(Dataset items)

□ □ □ □ □

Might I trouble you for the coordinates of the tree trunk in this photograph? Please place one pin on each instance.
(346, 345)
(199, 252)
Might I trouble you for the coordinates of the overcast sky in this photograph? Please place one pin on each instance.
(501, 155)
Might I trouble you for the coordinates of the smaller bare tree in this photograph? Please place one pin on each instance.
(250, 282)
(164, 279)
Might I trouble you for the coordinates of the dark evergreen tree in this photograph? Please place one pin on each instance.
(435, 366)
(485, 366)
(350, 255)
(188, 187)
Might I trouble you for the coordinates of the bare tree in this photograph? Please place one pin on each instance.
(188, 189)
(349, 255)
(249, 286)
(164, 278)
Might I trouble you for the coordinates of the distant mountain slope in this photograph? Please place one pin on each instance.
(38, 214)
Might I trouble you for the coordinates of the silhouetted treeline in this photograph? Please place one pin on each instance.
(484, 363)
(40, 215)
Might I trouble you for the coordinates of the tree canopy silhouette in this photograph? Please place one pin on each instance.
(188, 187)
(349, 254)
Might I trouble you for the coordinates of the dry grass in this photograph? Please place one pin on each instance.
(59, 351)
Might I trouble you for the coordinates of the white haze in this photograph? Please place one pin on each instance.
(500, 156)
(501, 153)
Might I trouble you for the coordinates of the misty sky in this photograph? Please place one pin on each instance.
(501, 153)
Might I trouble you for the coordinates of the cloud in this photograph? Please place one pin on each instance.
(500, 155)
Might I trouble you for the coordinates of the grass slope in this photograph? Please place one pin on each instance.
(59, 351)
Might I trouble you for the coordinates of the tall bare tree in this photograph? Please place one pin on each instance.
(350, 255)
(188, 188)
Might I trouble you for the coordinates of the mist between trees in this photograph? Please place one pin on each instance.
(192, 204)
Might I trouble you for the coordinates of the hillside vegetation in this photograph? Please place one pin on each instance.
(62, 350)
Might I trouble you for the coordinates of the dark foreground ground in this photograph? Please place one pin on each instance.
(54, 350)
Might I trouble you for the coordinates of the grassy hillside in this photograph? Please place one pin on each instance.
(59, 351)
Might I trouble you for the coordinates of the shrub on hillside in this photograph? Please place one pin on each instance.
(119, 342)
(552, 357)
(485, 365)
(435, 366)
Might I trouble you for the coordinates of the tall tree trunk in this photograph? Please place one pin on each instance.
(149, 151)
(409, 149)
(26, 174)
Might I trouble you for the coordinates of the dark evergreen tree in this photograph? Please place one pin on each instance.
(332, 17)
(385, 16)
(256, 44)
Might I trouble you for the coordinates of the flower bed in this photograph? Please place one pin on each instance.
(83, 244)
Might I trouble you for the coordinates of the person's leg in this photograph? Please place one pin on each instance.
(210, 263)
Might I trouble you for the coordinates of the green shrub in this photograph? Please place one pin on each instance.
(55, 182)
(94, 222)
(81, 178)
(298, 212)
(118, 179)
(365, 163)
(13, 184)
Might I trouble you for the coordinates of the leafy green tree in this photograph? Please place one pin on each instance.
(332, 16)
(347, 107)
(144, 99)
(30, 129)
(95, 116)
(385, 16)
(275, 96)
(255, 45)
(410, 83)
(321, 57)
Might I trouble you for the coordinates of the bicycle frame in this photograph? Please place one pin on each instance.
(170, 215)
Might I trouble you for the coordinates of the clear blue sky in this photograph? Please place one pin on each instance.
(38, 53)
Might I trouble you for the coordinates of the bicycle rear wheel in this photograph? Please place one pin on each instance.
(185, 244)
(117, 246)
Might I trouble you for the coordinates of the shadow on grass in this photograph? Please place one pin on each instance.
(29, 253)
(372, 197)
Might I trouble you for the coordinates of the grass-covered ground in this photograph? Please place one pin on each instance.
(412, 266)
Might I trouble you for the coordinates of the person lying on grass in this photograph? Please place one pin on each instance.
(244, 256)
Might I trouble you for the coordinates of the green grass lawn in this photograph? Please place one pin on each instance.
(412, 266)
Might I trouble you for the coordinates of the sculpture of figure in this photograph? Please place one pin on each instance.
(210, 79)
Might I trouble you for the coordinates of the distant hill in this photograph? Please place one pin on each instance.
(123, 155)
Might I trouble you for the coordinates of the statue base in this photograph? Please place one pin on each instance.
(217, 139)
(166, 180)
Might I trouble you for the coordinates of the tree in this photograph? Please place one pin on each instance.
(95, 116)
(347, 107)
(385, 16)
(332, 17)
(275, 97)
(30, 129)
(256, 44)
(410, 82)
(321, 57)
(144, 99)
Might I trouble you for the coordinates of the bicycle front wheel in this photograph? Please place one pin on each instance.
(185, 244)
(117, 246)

□ □ □ □ □

STATED GOAL — Put every line of the dataset items above into a JSON array of strings, one string per line, with blank lines omitted.

ANSWER TO THIS PROBLEM —
[
  "Might I trouble you for the coordinates of the tree trunk in this photograph? Please place one pin on each instance.",
  "(346, 345)",
  "(199, 252)",
  "Might I trouble you for the coordinates of the overcast sky in this photograph? Please place one pin on each instance.",
  "(501, 155)",
  "Might I trouble you for the coordinates of the smaller bare tree in this photograph? Please place one pin on each instance.",
  "(250, 282)",
  "(164, 279)",
  "Might I trouble you for the coordinates of the dark evergreen tree in this photograph? Please place one pin on each instance.",
  "(435, 366)",
  "(485, 366)",
  "(350, 255)",
  "(188, 187)",
  "Might I trouble you for the coordinates of the bare tree in this photograph? Please place one pin on each instance.",
  "(188, 189)",
  "(349, 255)",
  "(249, 286)",
  "(164, 278)",
  "Might I trouble you for the coordinates of the distant mountain slope in this photograph? Please place one pin on each instance.",
  "(38, 214)",
  "Might I trouble you for the coordinates of the silhouetted treeline in this photograph? Please place one pin on each instance.",
  "(484, 363)",
  "(40, 215)",
  "Might I trouble you for the coordinates of the tree canopy silhouette in this photograph? Please place one pin on each instance.",
  "(188, 187)",
  "(349, 254)",
  "Might I trouble you for the coordinates of the dry grass in this photograph? Please place one pin on each instance.",
  "(59, 351)",
  "Might I trouble you for the coordinates of the white haze in this photograph? Please place one pin on each instance.",
  "(500, 156)",
  "(501, 153)",
  "Might I trouble you for the coordinates of the misty sky in this photograph? Please place one pin on each instance.",
  "(501, 153)",
  "Might I trouble you for the coordinates of the cloud in this photograph? Please place one pin on each instance.",
  "(500, 155)",
  "Might I trouble you for the coordinates of the grass slope in this photograph? Please place one pin on each instance.",
  "(59, 351)",
  "Might I trouble you for the coordinates of the tall bare tree in this photograph? Please place one pin on each instance.",
  "(350, 255)",
  "(188, 188)",
  "Might I trouble you for the coordinates of the mist between trees in this photograph? Please place one pin on each instance.",
  "(192, 204)",
  "Might I trouble you for the coordinates of the hillside vegetation in this photograph? Please place one pin on each instance.",
  "(62, 350)",
  "Might I trouble you for the coordinates of the dark foreground ground in this photograph? Please place one pin on each instance.",
  "(54, 350)",
  "Might I trouble you for the coordinates of the grassy hillside in this photograph? Please place one pin on each instance.",
  "(59, 351)",
  "Might I trouble you for the coordinates of the shrub on hillside in this photograph? Please place one pin on each instance.",
  "(119, 342)",
  "(552, 357)",
  "(485, 365)",
  "(435, 366)",
  "Might I trouble you for the coordinates of the tall tree trunk in this photograph? Please place one pin on each instance.",
  "(149, 151)",
  "(409, 149)",
  "(26, 174)",
  "Might I trouble you for the coordinates of the dark evergreen tree in this photograph? Please place one pin on each instance.",
  "(332, 17)",
  "(385, 16)",
  "(256, 44)",
  "Might I trouble you for the coordinates of the flower bed in this photograph? Please place one pin on each instance.",
  "(83, 244)",
  "Might I trouble you for the coordinates of the person's leg in this photograph? Please place one pin on each instance.",
  "(210, 263)",
  "Might I trouble you for the coordinates of the green shrub in this photograph? Please place one pin on each instance.",
  "(55, 182)",
  "(94, 222)",
  "(81, 178)",
  "(298, 212)",
  "(118, 179)",
  "(365, 163)",
  "(13, 184)",
  "Might I trouble you for the coordinates of the leafy green tree in this photograph? Please place one pin on each instance.",
  "(332, 16)",
  "(347, 107)",
  "(144, 99)",
  "(30, 129)",
  "(95, 116)",
  "(385, 16)",
  "(275, 96)",
  "(255, 45)",
  "(410, 83)",
  "(321, 57)",
  "Might I trouble you for the coordinates of the bicycle frame in this photograph? Please place one pin on each instance.",
  "(170, 215)",
  "Might I trouble you for the coordinates of the clear blue sky in this photograph? Please place one pin on each instance.",
  "(38, 53)",
  "Might I trouble you for the coordinates of the bicycle rear wheel in this photograph? Please place one pin on each instance.",
  "(185, 244)",
  "(117, 246)",
  "Might I trouble you for the coordinates of the shadow on grass in this photograph? Please place one pin on each instance.",
  "(29, 253)",
  "(372, 197)",
  "Might I trouble you for the coordinates of the grass-covered ground in this photograph? Please place one pin on each instance.",
  "(412, 266)",
  "Might I trouble you for the coordinates of the person lying on grass in this photograph? Please place one pin on each instance.",
  "(244, 256)",
  "Might I trouble you for the coordinates of the green grass lawn in this photograph? Please place one pin on each instance.",
  "(412, 266)",
  "Might I trouble you for the coordinates of the sculpture of figure in this photograph? Please place one pin on each instance.",
  "(210, 79)",
  "Might I trouble you for the coordinates of the distant hill in this photograph? Please place one pin on each instance.",
  "(123, 155)",
  "Might I trouble you for the coordinates of the statue base in this photograph? Please place one pin on each instance.",
  "(217, 139)",
  "(166, 180)",
  "Might I trouble you for the coordinates of the tree in this photograph? Please place one pin on each instance.",
  "(95, 116)",
  "(347, 107)",
  "(385, 16)",
  "(332, 17)",
  "(275, 97)",
  "(30, 129)",
  "(256, 44)",
  "(410, 82)",
  "(321, 57)",
  "(144, 99)",
  "Might I trouble you for the coordinates of the bicycle front wheel in this photograph? Please place one pin on each instance.",
  "(185, 244)",
  "(117, 246)"
]